### What is asked
Copy exactly the run of lines that begins at the line with "[locate] the office building" and ends at the final line of the entries.

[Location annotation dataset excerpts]
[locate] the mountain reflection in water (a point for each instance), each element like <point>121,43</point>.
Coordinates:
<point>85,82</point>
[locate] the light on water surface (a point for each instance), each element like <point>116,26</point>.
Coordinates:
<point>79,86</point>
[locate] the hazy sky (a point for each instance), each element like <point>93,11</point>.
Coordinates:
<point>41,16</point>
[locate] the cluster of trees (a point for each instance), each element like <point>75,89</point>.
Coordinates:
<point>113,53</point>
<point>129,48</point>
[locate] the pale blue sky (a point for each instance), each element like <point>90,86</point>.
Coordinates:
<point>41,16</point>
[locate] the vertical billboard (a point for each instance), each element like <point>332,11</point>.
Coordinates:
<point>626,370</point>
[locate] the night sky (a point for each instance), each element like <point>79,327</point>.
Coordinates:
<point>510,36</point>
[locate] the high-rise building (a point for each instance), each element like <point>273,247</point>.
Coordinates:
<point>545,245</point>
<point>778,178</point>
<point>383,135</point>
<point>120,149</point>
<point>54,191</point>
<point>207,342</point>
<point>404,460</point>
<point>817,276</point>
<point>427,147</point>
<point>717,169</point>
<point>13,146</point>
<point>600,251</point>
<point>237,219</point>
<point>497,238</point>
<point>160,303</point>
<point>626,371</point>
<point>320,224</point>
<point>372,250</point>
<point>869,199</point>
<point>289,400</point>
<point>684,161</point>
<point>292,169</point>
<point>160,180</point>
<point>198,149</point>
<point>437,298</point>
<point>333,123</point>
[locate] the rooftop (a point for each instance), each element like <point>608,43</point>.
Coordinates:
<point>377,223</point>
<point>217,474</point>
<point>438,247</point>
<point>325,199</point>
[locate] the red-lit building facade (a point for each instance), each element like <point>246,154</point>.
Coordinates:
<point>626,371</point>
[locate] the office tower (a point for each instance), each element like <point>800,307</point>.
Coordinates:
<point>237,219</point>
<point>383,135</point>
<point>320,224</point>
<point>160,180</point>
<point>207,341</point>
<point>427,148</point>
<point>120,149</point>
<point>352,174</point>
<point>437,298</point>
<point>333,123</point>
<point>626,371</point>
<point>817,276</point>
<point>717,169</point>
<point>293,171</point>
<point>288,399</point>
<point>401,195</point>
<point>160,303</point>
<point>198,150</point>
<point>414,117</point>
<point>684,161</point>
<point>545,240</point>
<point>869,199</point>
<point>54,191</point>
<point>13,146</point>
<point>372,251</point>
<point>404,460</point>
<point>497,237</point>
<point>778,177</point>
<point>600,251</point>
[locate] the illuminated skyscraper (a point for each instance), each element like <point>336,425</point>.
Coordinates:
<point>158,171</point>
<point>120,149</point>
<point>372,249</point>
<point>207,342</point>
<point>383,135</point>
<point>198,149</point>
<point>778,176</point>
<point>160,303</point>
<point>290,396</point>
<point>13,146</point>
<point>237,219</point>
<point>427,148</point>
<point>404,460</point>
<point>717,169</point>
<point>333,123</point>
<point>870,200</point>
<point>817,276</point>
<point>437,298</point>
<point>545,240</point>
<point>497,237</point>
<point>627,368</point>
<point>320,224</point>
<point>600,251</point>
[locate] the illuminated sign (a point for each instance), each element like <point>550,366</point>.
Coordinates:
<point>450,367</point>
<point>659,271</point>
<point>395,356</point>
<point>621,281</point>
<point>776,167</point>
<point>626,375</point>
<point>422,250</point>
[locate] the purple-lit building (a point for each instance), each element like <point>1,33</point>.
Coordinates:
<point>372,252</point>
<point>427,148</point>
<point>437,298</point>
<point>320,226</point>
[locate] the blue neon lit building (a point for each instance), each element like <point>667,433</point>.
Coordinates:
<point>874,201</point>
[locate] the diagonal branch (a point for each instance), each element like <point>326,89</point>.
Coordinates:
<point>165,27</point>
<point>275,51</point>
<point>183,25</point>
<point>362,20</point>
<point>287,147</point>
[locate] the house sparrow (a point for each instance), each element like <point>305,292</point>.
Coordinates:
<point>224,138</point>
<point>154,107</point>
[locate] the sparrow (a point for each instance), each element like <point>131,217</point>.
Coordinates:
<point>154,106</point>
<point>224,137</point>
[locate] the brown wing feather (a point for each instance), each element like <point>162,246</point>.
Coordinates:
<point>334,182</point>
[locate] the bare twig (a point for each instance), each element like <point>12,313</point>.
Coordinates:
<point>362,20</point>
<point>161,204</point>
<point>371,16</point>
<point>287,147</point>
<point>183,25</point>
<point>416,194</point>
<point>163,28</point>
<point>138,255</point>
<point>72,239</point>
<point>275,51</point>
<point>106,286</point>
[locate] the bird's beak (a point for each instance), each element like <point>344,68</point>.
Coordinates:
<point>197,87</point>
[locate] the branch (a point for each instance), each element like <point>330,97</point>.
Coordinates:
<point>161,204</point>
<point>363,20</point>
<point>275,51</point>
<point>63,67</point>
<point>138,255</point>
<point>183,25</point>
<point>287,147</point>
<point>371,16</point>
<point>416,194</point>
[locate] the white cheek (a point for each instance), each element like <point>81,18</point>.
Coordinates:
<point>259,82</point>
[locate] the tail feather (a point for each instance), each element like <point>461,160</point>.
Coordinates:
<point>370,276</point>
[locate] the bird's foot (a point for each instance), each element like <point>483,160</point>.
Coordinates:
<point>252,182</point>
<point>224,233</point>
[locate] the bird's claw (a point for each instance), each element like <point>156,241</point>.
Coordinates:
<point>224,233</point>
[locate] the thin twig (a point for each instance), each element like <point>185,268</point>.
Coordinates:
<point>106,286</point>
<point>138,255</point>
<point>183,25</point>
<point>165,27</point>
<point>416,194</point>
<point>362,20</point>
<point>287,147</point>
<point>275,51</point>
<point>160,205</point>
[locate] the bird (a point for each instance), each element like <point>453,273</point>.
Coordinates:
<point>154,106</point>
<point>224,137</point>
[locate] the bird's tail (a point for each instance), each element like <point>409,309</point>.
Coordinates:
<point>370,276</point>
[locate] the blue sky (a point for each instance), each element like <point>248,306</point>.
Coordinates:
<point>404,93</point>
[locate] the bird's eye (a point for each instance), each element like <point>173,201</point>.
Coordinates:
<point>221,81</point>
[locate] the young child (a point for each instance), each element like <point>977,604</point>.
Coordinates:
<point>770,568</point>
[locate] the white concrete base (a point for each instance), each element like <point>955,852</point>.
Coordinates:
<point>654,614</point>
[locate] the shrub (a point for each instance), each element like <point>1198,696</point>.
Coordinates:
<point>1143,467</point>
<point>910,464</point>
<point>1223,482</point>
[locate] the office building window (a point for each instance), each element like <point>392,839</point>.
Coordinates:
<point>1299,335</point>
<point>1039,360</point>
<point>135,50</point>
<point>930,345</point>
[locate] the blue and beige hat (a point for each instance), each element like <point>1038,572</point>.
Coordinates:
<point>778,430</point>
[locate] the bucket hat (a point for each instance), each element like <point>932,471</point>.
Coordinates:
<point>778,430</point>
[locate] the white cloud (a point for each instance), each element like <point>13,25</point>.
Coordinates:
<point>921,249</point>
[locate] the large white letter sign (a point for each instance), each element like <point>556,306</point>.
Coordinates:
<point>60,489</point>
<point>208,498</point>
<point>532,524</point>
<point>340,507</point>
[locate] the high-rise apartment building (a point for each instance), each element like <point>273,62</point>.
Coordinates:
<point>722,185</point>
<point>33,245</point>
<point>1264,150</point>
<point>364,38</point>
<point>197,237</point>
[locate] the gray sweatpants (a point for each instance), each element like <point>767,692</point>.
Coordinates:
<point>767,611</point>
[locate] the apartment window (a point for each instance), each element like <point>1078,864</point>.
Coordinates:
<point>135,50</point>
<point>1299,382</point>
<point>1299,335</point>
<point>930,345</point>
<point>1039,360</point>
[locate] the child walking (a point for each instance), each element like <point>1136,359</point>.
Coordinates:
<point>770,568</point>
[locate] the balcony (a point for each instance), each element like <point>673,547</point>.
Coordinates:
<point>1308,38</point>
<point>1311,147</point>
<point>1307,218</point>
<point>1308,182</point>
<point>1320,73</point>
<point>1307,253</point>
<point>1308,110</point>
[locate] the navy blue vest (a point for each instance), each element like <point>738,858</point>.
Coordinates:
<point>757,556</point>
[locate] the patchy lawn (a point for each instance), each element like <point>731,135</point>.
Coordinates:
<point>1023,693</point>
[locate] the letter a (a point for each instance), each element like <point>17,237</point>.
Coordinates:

### Full response
[locate] the office building window (a point for each instance), each element like <point>392,839</point>.
Coordinates:
<point>1299,335</point>
<point>1039,360</point>
<point>135,50</point>
<point>930,345</point>
[locate] the blue and beige hat (a point for each instance), each element like <point>1038,572</point>.
Coordinates:
<point>778,430</point>
[locate] the bucket hat (a point for each instance), each element like <point>932,471</point>.
Coordinates:
<point>778,430</point>
[locate] the white cloud (a point for each instance), each element like <point>13,25</point>.
Coordinates:
<point>921,249</point>
[locate] the large white letter sign (a point for each instance), each element like <point>556,306</point>.
Coordinates:
<point>60,489</point>
<point>208,498</point>
<point>532,524</point>
<point>340,507</point>
[locate] the high-rise apartment building (a point for each instance), each element like <point>273,62</point>.
Coordinates:
<point>722,185</point>
<point>33,245</point>
<point>1264,150</point>
<point>364,38</point>
<point>197,237</point>
[locate] the gray sweatpants (a point for each instance), each element like <point>767,692</point>.
Coordinates:
<point>767,611</point>
[locate] the apartment window (a point for each instance), each element like <point>1078,864</point>.
Coordinates:
<point>135,50</point>
<point>1299,382</point>
<point>1299,335</point>
<point>930,345</point>
<point>1039,360</point>
[locate] the child walking (a point for each instance), each element like <point>1136,359</point>.
Coordinates:
<point>770,568</point>
[locate] the balcony (a point for each instance), each element like <point>673,547</point>.
Coordinates:
<point>1308,38</point>
<point>1311,147</point>
<point>1307,218</point>
<point>1308,182</point>
<point>1320,73</point>
<point>1307,253</point>
<point>1308,110</point>
[locate] the navy blue vest (a point for each instance), each element like <point>738,858</point>.
Coordinates:
<point>757,556</point>
[locate] the patchy lawn (a point for each instance), each element like <point>731,135</point>.
Coordinates:
<point>1023,693</point>
[locate] the letter a (a point for each instance), each element like <point>17,237</point>.
Coordinates:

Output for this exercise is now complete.